Saved entries
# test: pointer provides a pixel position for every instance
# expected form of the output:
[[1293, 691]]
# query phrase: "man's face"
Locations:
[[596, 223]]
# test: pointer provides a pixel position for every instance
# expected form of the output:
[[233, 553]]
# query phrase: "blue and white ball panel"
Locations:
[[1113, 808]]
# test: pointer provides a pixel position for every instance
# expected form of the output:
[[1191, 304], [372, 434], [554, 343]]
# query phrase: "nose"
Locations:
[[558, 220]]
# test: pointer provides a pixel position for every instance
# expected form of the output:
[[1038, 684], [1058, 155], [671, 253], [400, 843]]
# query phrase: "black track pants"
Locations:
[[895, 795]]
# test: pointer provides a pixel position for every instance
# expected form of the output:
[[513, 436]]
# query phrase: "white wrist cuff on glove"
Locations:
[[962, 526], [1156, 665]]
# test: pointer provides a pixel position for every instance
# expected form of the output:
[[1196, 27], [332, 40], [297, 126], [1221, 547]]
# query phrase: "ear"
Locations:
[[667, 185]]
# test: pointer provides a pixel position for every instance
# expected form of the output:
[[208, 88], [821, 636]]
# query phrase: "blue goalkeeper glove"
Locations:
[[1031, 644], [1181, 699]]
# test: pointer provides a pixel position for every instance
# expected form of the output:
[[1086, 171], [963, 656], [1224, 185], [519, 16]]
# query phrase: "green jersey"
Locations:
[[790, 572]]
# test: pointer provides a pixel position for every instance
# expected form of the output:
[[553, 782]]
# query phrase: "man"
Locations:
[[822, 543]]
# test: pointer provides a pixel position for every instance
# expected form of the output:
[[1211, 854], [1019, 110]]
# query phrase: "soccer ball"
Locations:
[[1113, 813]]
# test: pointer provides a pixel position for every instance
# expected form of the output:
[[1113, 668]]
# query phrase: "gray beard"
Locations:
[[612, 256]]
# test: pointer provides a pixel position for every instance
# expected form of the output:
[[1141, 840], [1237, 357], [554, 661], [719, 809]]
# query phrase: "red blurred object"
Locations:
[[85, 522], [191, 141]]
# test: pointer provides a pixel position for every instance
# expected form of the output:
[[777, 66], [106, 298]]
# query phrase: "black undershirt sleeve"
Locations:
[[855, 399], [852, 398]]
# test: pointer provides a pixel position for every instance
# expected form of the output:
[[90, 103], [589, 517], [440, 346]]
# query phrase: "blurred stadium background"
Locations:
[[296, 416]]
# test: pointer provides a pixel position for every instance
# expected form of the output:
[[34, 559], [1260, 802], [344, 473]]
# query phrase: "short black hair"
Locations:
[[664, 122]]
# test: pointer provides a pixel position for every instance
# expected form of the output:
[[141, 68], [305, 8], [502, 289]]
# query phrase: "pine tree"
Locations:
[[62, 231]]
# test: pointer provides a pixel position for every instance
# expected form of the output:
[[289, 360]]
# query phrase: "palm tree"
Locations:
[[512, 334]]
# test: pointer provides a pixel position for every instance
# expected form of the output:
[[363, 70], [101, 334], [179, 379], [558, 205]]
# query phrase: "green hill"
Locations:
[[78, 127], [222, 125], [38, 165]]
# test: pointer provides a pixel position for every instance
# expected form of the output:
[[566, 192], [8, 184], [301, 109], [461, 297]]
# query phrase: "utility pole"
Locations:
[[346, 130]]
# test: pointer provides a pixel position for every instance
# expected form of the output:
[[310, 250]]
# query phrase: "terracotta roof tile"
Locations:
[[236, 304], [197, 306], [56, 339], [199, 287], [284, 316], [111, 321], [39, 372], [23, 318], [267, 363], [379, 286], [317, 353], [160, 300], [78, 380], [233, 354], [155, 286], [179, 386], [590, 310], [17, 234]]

DIRECTIONS FOR THIS TASK —
Set down the material above again, word for word.

RESULT FOR THIS EXERCISE —
# test: pointer provides a pixel position for every instance
# expected form of the output:
[[1293, 691]]
# query phrase: "man's face"
Locations:
[[596, 223]]
# test: pointer provides a pixel position for every instance
# expected form of the output:
[[233, 553]]
# query phrase: "blue and white ball panel"
Locations:
[[1113, 808]]
# test: pointer provides a pixel position for every instance
# expected form of the output:
[[1191, 304], [372, 434], [554, 343]]
# query phrase: "nose"
Locations:
[[558, 220]]
# test: pointer provides a pixel position for every instance
# expected form of the output:
[[1038, 684], [1058, 155], [671, 253], [400, 843]]
# query phrase: "black track pants"
Locations:
[[895, 795]]
# test: pointer provides a pixel position for every instance
# expected form of the output:
[[513, 436]]
# query phrase: "white wrist cuff on glove"
Locations:
[[962, 526], [1156, 665]]
# test: pointer provides a pixel position for every instance
# expected form of the output:
[[1196, 27], [332, 40], [297, 126], [1221, 547]]
# query phrase: "ear"
Locations:
[[667, 185]]
# test: pointer provides a pixel position for every instance
# expected form of the output:
[[208, 88], [821, 636]]
# query phrase: "blue goalkeeper glove"
Locations:
[[1031, 644], [1181, 699]]
# test: pointer provides a pixel position for every instance
# expected form of the output:
[[1086, 171], [963, 656], [1224, 185], [519, 16]]
# query phrase: "green jersey"
Locations:
[[790, 572]]
# test: pointer provides a pixel position for every instance
# expected form of the output:
[[553, 782]]
# query phrase: "man"
Locations:
[[822, 543]]
# test: pointer provides a pixel position for every instance
# expected form of the output:
[[1211, 854], [1019, 110]]
# query phrase: "soccer ball"
Locations:
[[1113, 813]]
# test: pointer provides a pixel position for every instance
# expected form of the output:
[[1113, 668]]
# query phrase: "gray beard"
Locations:
[[612, 256]]
# test: pointer provides a pixel position for every instance
# expected form of the output:
[[1141, 840], [1237, 357], [554, 661], [719, 809]]
# query phrase: "red blurred object"
Locations:
[[85, 522], [191, 141]]
# test: pointer provides a pixel position for every instance
# expected form of the output:
[[777, 66], [106, 298]]
# query phrase: "black undershirt sleeve"
Locations:
[[855, 399], [852, 398]]
# test: pointer provides a pixel position for every instance
# expected form of the output:
[[90, 103], [589, 517], [440, 346]]
# query phrase: "blurred stadium background"
Locations:
[[296, 416]]
# test: pointer provides a pixel position for every instance
# expected form of the output:
[[34, 559], [1260, 802], [344, 473]]
# query phrase: "short black hair"
Locations:
[[664, 122]]
# test: pointer provides a pixel position for every instance
# expected form of the output:
[[141, 68], [305, 8], [502, 289]]
# query phrase: "pine tree"
Locations:
[[62, 231]]
# test: pointer provides a pixel position for every instance
# expected form of the output:
[[289, 360]]
# query phrase: "palm tree"
Locations:
[[512, 334]]
# test: pointer provides a pixel position for every instance
# expected form of the output:
[[363, 70], [101, 334], [179, 379], [558, 205]]
# query phrase: "green hill"
Locations:
[[78, 127], [222, 125], [38, 165]]
# test: pointer provides a pixel position for every instance
# expected form of the output:
[[566, 192], [8, 184], [301, 109], [461, 297]]
# query phrase: "utility pole"
Locations:
[[346, 130]]
# test: pointer provides a pixel position for every instance
# expected form of the output:
[[310, 250]]
# query phrase: "terracotta roof tile"
Locations:
[[236, 304], [197, 306], [56, 339], [199, 287], [284, 316], [111, 321], [39, 372], [23, 318], [267, 363], [379, 286], [317, 353], [160, 300], [78, 380], [233, 354], [155, 286], [179, 386], [590, 310], [17, 234]]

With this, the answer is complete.